## WHAT IS BEING ASKED
Rewrite the entries below, replacing each occurrence of "one pin per instance" with "one pin per object" and leaving everything else unchanged.

--

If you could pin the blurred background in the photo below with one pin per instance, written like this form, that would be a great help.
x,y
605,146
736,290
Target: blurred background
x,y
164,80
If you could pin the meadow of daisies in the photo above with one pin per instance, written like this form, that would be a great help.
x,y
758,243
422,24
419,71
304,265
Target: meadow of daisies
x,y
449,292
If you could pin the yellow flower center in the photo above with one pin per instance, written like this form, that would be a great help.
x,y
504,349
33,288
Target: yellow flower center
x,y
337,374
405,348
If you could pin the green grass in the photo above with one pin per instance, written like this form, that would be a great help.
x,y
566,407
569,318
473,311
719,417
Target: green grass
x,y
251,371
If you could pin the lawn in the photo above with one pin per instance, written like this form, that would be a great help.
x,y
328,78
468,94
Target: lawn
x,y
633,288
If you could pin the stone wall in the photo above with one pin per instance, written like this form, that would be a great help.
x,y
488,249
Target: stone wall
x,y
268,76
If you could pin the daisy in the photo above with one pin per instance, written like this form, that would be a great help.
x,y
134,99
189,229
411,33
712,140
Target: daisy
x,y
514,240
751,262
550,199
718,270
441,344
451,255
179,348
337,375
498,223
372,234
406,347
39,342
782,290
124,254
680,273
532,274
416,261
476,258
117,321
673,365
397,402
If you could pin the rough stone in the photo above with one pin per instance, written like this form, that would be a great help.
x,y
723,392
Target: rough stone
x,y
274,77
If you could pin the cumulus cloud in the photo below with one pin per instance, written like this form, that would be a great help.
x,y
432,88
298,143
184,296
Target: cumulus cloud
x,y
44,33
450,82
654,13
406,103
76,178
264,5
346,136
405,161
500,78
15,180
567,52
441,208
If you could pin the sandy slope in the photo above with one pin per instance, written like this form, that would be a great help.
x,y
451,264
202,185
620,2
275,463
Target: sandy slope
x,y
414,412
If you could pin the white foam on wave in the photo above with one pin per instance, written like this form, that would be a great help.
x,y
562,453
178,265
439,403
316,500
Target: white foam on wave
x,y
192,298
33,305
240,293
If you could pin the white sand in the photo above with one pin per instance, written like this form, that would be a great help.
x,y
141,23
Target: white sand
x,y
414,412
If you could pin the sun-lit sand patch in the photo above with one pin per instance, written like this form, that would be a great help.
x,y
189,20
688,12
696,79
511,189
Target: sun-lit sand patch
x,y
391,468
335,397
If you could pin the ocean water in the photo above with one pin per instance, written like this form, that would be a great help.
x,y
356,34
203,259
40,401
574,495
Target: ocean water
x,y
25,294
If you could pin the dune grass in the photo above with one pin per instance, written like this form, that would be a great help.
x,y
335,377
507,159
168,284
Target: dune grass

--

## REPLY TO THE TASK
If you could pin the blurred background in the photo below with one pin per object, written like this form, that would be a great help.
x,y
605,146
736,290
Target: blurred background
x,y
164,80
If you could pin the meadow of daisies in the photo above with one pin per object, written like this form, that would be a great help.
x,y
758,243
422,24
419,71
304,265
Target: meadow of daisies
x,y
449,292
If you could pin the yellow flower center in the photo above with one pin per object, written like this form, that would be a great help.
x,y
504,349
33,288
Target: yellow flower center
x,y
337,374
405,348
If you could pin the green grass in the photo above with one pin per object, written like this form, that would be a great help.
x,y
566,407
569,318
473,311
719,417
Target: green grass
x,y
251,371
If you could pin the lawn in the photo above with one pin per object, written like this form, that would be a great help.
x,y
328,78
468,94
Target: lawn
x,y
633,288
If you could pin the stone wall in the photo above with one pin per object, written like this form, that would be a great help.
x,y
488,249
Target: stone wall
x,y
268,76
If you could pin the daisy in the photo above with one pin per object, written like this form, that would be a great help.
x,y
134,99
189,229
411,33
712,140
Target: daisy
x,y
514,240
751,262
550,199
718,270
441,344
451,255
179,348
337,375
498,223
372,234
406,347
39,342
782,290
124,254
680,273
532,274
416,261
476,258
117,321
673,365
397,402
If you could pin the rough stone in the photo above with one pin per object, written like this form, that would be a great help.
x,y
723,392
Target: rough stone
x,y
274,77
If you could pin the cumulus cloud in the photo below with one pin per object, written like this form, that would be a great help.
x,y
432,88
298,143
184,296
Target: cumulus cloud
x,y
44,33
450,82
654,13
406,103
76,178
264,5
346,136
405,161
500,78
15,180
567,52
441,208
If you could pin the sandy slope in the photo above with one pin per object, written like this form, that would be a great help.
x,y
451,264
202,185
620,2
275,463
Target: sandy slope
x,y
414,412
If you could pin the white foam on wave in the photo above with one pin per object, written like this form, that would be a great help.
x,y
562,453
178,265
439,403
316,500
Target: white foam on wave
x,y
192,298
33,305
240,293
If you could pin the white sand in the photo above with one pin per object, written like this form, that would be a great help.
x,y
141,23
Target: white sand
x,y
414,412
If you could pin the sun-lit sand patch in the photo above with one pin per object, written like this form, that would be a great help.
x,y
189,20
688,12
696,79
511,189
Target: sun-lit sand patch
x,y
391,468
335,397
If you could pin the ocean water in the photo above with one pin per object, written like this form, that would be a great help.
x,y
356,34
203,259
40,401
574,495
Target: ocean water
x,y
25,294
If you could pin the dune grass in the photo above with one pin per object, written like this form, that would be a great help.
x,y
335,377
507,159
168,284
Target: dune grass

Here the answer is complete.